--- Begin LISTING ---

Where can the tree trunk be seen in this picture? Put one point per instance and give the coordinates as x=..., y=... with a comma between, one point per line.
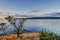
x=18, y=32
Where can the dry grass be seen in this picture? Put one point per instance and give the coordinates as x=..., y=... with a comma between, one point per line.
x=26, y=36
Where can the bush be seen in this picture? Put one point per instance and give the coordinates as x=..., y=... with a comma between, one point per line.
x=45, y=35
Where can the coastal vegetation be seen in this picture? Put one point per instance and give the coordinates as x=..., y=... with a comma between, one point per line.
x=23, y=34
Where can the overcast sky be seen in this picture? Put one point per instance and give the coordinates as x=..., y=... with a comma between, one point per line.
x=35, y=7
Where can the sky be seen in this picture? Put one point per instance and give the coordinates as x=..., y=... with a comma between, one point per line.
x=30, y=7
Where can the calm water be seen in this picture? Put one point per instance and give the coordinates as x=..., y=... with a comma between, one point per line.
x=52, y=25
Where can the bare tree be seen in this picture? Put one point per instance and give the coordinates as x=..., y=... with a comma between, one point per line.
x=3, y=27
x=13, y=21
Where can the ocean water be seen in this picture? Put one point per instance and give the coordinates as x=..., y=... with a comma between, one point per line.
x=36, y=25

--- End LISTING ---
--- Begin LISTING ---

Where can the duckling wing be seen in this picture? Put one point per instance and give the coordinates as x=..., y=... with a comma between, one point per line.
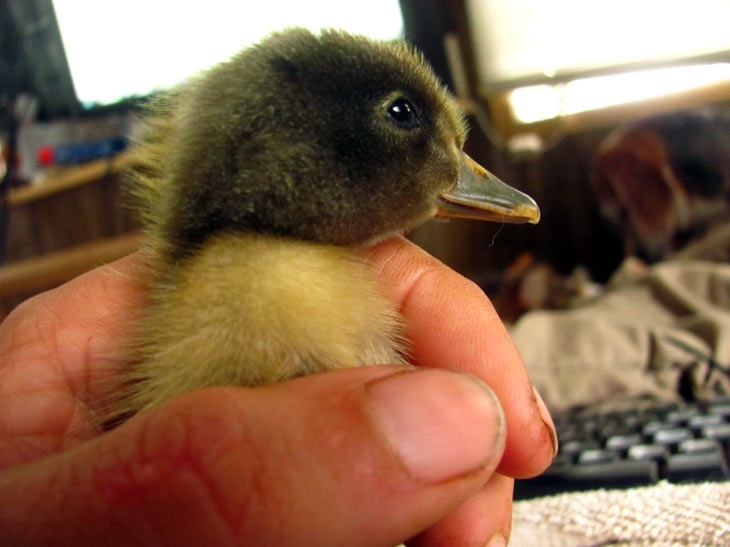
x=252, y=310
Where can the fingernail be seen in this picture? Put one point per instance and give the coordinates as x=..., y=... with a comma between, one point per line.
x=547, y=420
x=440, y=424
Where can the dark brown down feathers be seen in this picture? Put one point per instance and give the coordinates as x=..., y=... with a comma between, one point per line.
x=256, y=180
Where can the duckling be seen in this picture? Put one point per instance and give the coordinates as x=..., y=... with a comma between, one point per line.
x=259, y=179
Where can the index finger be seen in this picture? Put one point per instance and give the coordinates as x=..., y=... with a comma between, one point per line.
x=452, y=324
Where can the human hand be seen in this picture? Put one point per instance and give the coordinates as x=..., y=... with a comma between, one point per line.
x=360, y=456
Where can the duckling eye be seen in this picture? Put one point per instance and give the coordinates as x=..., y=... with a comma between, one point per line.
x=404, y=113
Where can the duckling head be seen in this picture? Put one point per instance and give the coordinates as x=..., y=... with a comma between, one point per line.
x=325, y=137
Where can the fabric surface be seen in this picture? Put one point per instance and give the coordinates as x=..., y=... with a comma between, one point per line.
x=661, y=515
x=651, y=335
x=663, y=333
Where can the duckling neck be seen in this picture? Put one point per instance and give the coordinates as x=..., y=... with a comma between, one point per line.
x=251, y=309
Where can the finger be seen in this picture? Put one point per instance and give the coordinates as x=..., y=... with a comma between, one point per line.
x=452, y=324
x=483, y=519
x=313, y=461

--- End LISTING ---
--- Begin LISTING ---

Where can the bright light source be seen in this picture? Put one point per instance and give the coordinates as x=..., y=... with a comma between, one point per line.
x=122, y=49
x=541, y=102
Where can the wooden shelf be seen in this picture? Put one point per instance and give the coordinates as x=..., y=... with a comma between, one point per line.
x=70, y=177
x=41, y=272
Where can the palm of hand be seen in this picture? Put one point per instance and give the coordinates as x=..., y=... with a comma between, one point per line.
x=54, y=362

--- End LISTING ---

WHAT TO DO: From the rows above, copy each line that contains the string "tree". Case counts, so keep only lines where it appears with exactly that capitalization.

COMPLETE ANSWER:
Where can the tree trunk be seen in this picture? Put one point per instance and give the coordinates as x=..., y=... with a comma between, one point per line.
Where can the bare tree be seen in this picture? Put one point per instance and give the coordinates as x=..., y=... with a comma between, one point per line.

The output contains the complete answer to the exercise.